▶ Task requirements
Render all of the data below as a Markdown table with two columns, Row and Line, giving each nonblank line its own numbered row. Leave the pictures out of the table.

▶ Available records
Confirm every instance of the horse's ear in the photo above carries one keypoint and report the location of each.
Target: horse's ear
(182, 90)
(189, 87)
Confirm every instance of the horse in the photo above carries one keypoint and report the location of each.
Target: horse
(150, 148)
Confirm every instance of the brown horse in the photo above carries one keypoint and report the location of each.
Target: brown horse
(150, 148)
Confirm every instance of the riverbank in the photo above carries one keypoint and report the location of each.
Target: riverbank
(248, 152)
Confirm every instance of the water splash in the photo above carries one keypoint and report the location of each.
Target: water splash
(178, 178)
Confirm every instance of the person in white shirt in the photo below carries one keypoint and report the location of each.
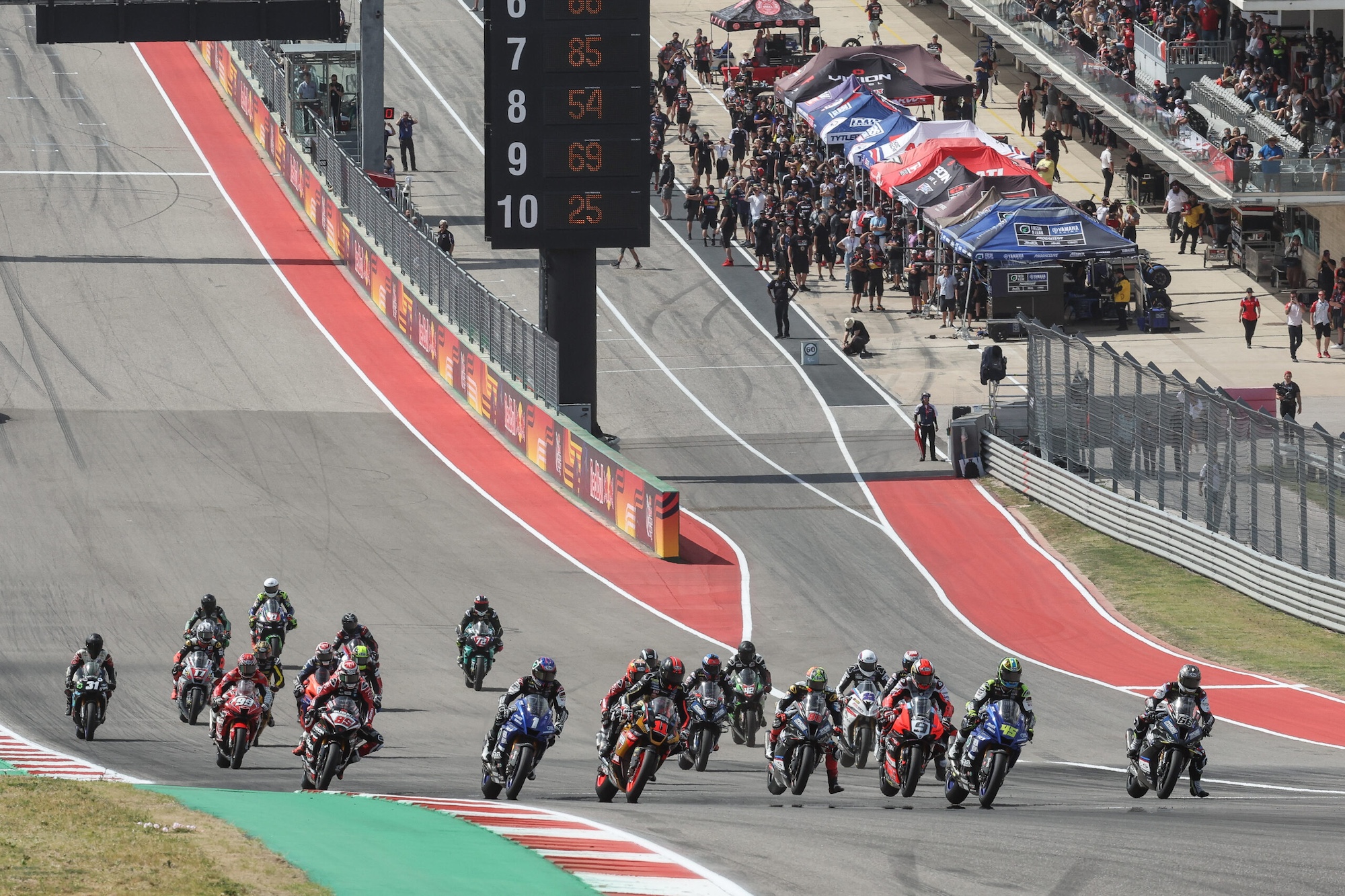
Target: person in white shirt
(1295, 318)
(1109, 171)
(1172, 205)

▶ Answer to the exercise
| Row | Line |
|---|---|
| 1 | Confirm every instance of the horse's ear in the photo above carries one keypoint and report the location of each. |
| 2 | Target: horse's ear |
| 3 | (182, 90) |
| 4 | (189, 87) |
| 5 | Confirm every instance of the horse in the photo above carries one keypoint and report the location of each. |
| 6 | Target: horse |
| 7 | (150, 148) |
| 8 | Confirm every instance of the brown horse in the photo above carries one keypoint and report the location of each. |
| 9 | Target: brown horse |
| 10 | (150, 148) |
| 11 | Confirm every instance of the riverbank in the photo above carries one keypoint and report the location of each. |
| 12 | Target: riverbank |
| 13 | (248, 152) |
| 14 | Confirm every instance of the water splash in the photo above carries one keypoint and report the location of each. |
| 15 | Target: water splash |
| 16 | (178, 178) |
| 17 | Confirm every instance of the person in white shirt in the photo below carries one keypoint and report the location of each. |
| 18 | Target: person in white shirt |
| 19 | (1295, 318) |
| 20 | (1109, 171) |
| 21 | (1172, 205) |